▸ Texto extraído
━━━━━━━━━━━━━━━━━━━━
Remetidos os autos à distribuição junto do Tribunal competente, foi a A. convidada a responder à matéria de exceção, concluindo pela respetiva improcedência, e pedindo a condenação da Ré como litigante de má-fé.
Realizada a audiência de discussão e julgamento, foi, em 23.12.2019, proferida sentença que decidiu não condenar a Ré como litigante de má-fé e concluiu nos seguintes termos:“(…) julgo a presente acção procedente, por provada e, em consequência: - declaro a resolução do contrato de arrendamento destinado a habitação, supra identificado, que vincula a senhoria e a arrendatária, e referente à fracção autónoma supra identificada, mais condenando a arrendatária, a despejar o locado e a proceder à sua entrega, livre de pessoas e bens, aos requerentes; - dada a forma de acção, autorizo desde já a entrada imediata no domicilio, conforme artigo 15º, n.º 7 e 15º-L, n.º 1 a contrario, ambos do NRAU; - absolva a arrendatária, do mais peticionado.
━━━━━━━━━━━━━━━━━━━━
▸ Um bloco de dados
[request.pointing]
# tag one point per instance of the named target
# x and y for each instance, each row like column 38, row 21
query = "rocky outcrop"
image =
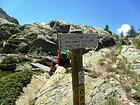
column 4, row 15
column 7, row 29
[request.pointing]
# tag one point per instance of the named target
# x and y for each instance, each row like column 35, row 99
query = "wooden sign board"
column 74, row 40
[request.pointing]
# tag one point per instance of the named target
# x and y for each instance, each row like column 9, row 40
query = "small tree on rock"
column 132, row 32
column 107, row 28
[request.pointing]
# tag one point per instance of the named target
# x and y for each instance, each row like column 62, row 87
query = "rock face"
column 7, row 29
column 4, row 15
column 38, row 38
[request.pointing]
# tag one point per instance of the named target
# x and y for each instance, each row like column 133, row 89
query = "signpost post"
column 75, row 41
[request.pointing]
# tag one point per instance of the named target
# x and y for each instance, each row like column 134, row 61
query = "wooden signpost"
column 75, row 41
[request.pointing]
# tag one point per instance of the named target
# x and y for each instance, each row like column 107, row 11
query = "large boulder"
column 4, row 15
column 105, row 41
column 23, row 47
column 7, row 29
column 35, row 36
column 60, row 26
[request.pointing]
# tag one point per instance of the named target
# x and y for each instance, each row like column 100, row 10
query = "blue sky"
column 89, row 12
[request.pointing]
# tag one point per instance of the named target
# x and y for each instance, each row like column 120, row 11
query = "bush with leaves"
column 11, row 86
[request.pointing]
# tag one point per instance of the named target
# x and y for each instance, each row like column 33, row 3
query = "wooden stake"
column 77, row 77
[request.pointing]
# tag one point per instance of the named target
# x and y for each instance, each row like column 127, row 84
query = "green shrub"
column 5, row 73
column 9, row 60
column 8, row 67
column 111, row 101
column 137, row 43
column 11, row 86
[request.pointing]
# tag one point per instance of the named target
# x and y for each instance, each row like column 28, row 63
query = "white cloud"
column 124, row 28
column 42, row 23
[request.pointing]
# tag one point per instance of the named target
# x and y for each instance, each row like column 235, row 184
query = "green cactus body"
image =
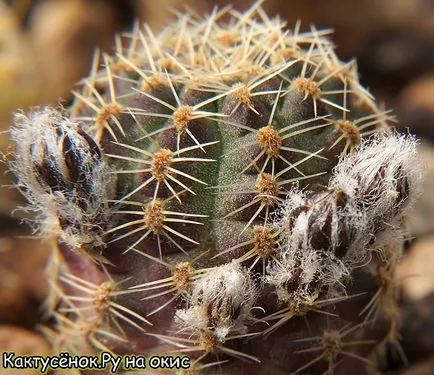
column 205, row 130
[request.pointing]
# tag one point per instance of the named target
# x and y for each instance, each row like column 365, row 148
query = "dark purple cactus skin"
column 214, row 191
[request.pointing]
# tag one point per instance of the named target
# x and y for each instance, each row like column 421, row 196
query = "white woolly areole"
column 36, row 136
column 221, row 301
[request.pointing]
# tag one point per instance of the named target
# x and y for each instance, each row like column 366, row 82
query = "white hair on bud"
column 221, row 301
column 326, row 233
column 41, row 138
column 381, row 169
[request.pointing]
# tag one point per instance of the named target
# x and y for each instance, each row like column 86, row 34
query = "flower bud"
column 63, row 175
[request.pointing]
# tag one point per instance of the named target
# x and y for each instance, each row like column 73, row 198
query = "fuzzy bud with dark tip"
column 63, row 175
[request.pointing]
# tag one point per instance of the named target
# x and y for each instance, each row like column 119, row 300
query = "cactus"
column 226, row 189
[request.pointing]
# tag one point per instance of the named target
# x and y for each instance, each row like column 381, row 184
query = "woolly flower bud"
column 63, row 176
column 221, row 301
column 326, row 232
column 383, row 175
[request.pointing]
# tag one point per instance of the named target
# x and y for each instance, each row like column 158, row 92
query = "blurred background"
column 47, row 45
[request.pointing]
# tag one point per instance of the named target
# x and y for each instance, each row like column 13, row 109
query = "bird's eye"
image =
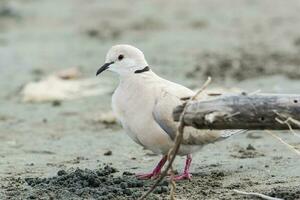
column 120, row 57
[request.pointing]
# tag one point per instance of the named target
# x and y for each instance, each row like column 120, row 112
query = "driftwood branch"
column 252, row 112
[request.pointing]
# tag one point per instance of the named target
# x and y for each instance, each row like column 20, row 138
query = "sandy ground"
column 251, row 45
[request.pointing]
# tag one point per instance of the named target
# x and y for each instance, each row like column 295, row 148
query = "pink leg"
column 186, row 173
column 155, row 172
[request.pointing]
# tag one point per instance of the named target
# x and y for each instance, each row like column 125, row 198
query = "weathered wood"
column 252, row 112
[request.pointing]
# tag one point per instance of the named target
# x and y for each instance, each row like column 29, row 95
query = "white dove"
column 143, row 103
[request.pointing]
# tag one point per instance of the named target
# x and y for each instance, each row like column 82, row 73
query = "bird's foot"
column 184, row 176
column 148, row 176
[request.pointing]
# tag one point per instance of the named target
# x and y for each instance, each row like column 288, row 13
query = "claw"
column 184, row 176
column 156, row 172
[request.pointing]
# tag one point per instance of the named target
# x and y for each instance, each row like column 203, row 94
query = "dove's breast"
column 133, row 105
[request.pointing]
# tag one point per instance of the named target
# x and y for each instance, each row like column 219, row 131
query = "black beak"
━━━━━━━━━━━━━━━━━━━━
▸ Exercício breve 1
Transcreva do excerto sobre a ação de despejo o trecho compreendido entre "Realizada a audiência" e "do mais peticionado.", ambos inclusive.
▸ Exercício breve 2
Prossiga a redação do excerto sobre a ação de despejo a partir do ponto em que termina.

▸ Resposta do exercício 1
Realizada a audiência de discussão e julgamento, foi, em 23.12.2019, proferida sentença que decidiu não condenar a Ré como litigante de má-fé e concluiu nos seguintes termos:“(…) julgo a presente acção procedente, por provada e, em consequência: - declaro a resolução do contrato de arrendamento destinado a habitação, supra identificado, que vincula a senhoria e a arrendatária, e referente à fracção autónoma supra identificada, mais condenando a arrendatária, a despejar o locado e a proceder à sua entrega, livre de pessoas e bens, aos requerentes; - dada a forma de acção, autorizo desde já a entrada imediata no domicilio, conforme artigo 15º, n.º 7 e 15º-L, n.º 1 a contrario, ambos do NRAU; - absolva a arrendatária, do mais peticionado.

▸ Resposta do exercício 2
Custas a cargo da requerida, nos termos do disposto no art.º 527º, n.ºs 1 e 2 do C.P.C., aplicável ex vi art.º 549º do CPC, sem prejuízo do beneficio de apoio judiciário concedido.(…).” Desta decisão interpôs recurso a Ré, apresentando as respetivas alegações que culmina com as conclusões a seguir transcritas: “ A) Com o presente recurso visa a apelante, questionar a apreciação da prova feita, do que resultará ser posta em crise toda a douta decisão na parte respeitante à apelada.
-
Constitui inequívoco elemento que foi desconsiderado pelo douto Tribunal a quo a circunstância de não ser valorado o depoimento da testemunha Piedade ….. .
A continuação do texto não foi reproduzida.